─── DATA LINES ───
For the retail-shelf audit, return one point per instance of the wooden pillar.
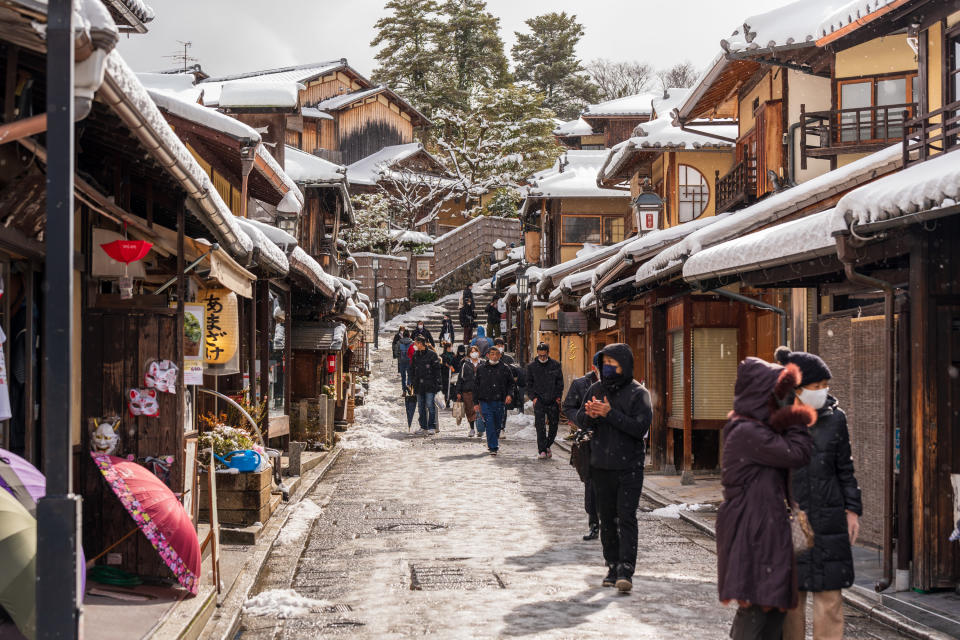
(687, 477)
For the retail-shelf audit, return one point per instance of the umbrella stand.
(111, 547)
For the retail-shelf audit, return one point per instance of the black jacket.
(826, 488)
(494, 382)
(544, 381)
(617, 441)
(576, 396)
(426, 371)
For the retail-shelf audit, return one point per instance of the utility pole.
(59, 610)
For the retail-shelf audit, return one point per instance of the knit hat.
(812, 367)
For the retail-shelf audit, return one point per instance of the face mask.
(815, 399)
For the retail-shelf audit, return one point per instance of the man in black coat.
(618, 412)
(494, 384)
(545, 390)
(571, 406)
(426, 370)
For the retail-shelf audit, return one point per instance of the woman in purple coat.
(765, 438)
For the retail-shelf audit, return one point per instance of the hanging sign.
(221, 325)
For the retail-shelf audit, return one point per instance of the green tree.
(471, 50)
(547, 59)
(409, 56)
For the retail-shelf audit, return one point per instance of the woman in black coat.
(827, 491)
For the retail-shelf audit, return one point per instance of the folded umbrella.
(158, 513)
(18, 557)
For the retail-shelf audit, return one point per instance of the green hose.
(113, 576)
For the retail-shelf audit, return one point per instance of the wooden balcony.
(931, 134)
(826, 134)
(739, 186)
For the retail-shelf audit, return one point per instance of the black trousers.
(590, 503)
(544, 414)
(753, 623)
(618, 496)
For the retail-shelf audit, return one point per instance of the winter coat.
(494, 382)
(617, 441)
(426, 371)
(576, 396)
(826, 489)
(761, 443)
(402, 350)
(544, 381)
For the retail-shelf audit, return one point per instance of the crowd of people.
(786, 467)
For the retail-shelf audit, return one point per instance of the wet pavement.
(430, 536)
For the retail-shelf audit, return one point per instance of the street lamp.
(375, 263)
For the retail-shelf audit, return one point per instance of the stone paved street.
(431, 536)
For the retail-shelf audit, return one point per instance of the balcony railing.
(738, 186)
(932, 133)
(855, 130)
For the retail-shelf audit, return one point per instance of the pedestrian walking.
(494, 383)
(617, 411)
(402, 353)
(493, 318)
(481, 342)
(466, 388)
(766, 436)
(827, 491)
(422, 330)
(545, 390)
(426, 367)
(447, 333)
(571, 406)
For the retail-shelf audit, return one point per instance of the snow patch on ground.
(301, 517)
(673, 510)
(282, 604)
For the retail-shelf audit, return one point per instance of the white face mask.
(814, 398)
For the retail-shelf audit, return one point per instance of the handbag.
(580, 454)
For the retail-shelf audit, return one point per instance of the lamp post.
(375, 263)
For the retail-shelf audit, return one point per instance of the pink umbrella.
(158, 513)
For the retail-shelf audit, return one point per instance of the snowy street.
(412, 536)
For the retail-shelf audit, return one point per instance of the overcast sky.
(231, 36)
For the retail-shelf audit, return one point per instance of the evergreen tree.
(547, 59)
(409, 57)
(471, 50)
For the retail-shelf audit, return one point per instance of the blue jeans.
(493, 413)
(427, 410)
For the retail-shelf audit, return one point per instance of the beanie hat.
(812, 367)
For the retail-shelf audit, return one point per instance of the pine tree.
(547, 59)
(409, 56)
(471, 49)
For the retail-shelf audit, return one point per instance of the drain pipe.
(847, 256)
(760, 304)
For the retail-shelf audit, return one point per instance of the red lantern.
(127, 251)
───
**WHAT THE EXERCISE ASKS:**
Please reproduce all of the data above word for word, omitting the pictures.

**TASK RESPONSE:**
For the retail-shelf audit, return one point per instance of the wooden pillar.
(687, 477)
For the retail-shelf audit, return one point per instance of the umbrella stand.
(111, 547)
For the retail-shelf audit, return one point per instance of the black jacket.
(826, 488)
(494, 382)
(544, 381)
(617, 441)
(576, 396)
(426, 371)
For the retail-shelf audit, return one point per instance of the utility pole.
(59, 610)
For the retail-shelf audit, return one point per instance of the knit hat.
(812, 367)
For the retail-shelf audit, return one point per instance of the face mask.
(815, 399)
For the retail-shelf audit, return one point per instance of the man in black coat.
(618, 412)
(494, 384)
(545, 390)
(571, 406)
(426, 370)
For the retail-shelf audit, return one point per instance of the woman in purple coat.
(765, 438)
For the retail-shelf audit, return one point per instance of the hanging sign.
(221, 325)
For the retail-shelf audit, return one point per instance of the green tree.
(471, 50)
(547, 59)
(409, 56)
For the retail-shelf audit, return one point per instance of the woman in black coat.
(827, 491)
For the retail-shelf audit, return one point per instance of the folded umbrella.
(158, 513)
(18, 557)
For the retail-shelf audit, return one point per instance of the green hose.
(113, 576)
For the retail-shelf audit, return one point per instance of the wooden balcony.
(931, 134)
(826, 134)
(739, 186)
For the retail-shelf audit, return one point per instance of the black trousers.
(590, 503)
(544, 414)
(753, 623)
(618, 496)
For the retail-shelf audit, return one point per instance of the winter coat.
(494, 382)
(617, 441)
(426, 371)
(576, 396)
(826, 489)
(761, 443)
(402, 350)
(544, 381)
For the retail-shelf audit, return one point per instance of the crowd of people.
(786, 467)
For the retail-shelf audit, return one point per instance of the wet pavement.
(430, 536)
For the retail-shelf audit, return one point per instance of the street lamp.
(375, 263)
For the retail-shelf audit, return one point per instance of the stone paved street.
(431, 536)
For the retail-shelf audit, return one point per instance of the balcony railing.
(738, 186)
(932, 133)
(855, 130)
For the retail-shelf audit, return one point per instance of the pedestrian walking.
(494, 383)
(617, 411)
(402, 353)
(493, 318)
(481, 342)
(466, 388)
(766, 436)
(827, 491)
(422, 330)
(545, 390)
(426, 367)
(447, 333)
(571, 406)
For the retail-shelf audit, return one point per instance of the snow patch on ground.
(301, 517)
(673, 510)
(282, 604)
For the retail-shelf audit, return one point per instance of the white face mask.
(814, 398)
For the retail-shelf audit, return one point per instance of the handbag.
(580, 454)
For the retail-shelf audit, return one point per instance of the lamp post.
(375, 263)
For the retail-shelf audit, return one point per instance of the pink umbrella.
(158, 513)
For the retail-shelf audit, return one point per instance of the snowy street.
(412, 536)
For the retail-shelf audit, return one point per instance of the overcast sky.
(231, 36)
For the retail-shelf audit, return one point per instance of the evergreen tree.
(547, 59)
(409, 57)
(471, 50)
For the retail-shelf audit, return one point per instance of the blue jeans.
(493, 413)
(427, 410)
For the retail-shelf audit, return one point per instance of the beanie hat.
(812, 367)
For the retail-shelf audit, return one point per instance of the pine tree.
(547, 59)
(409, 56)
(471, 49)
For the retail-shelf audit, return one point per instance of the drain pipe.
(847, 256)
(760, 304)
For the retail-shelf audit, return one point per instance of the red lantern.
(127, 251)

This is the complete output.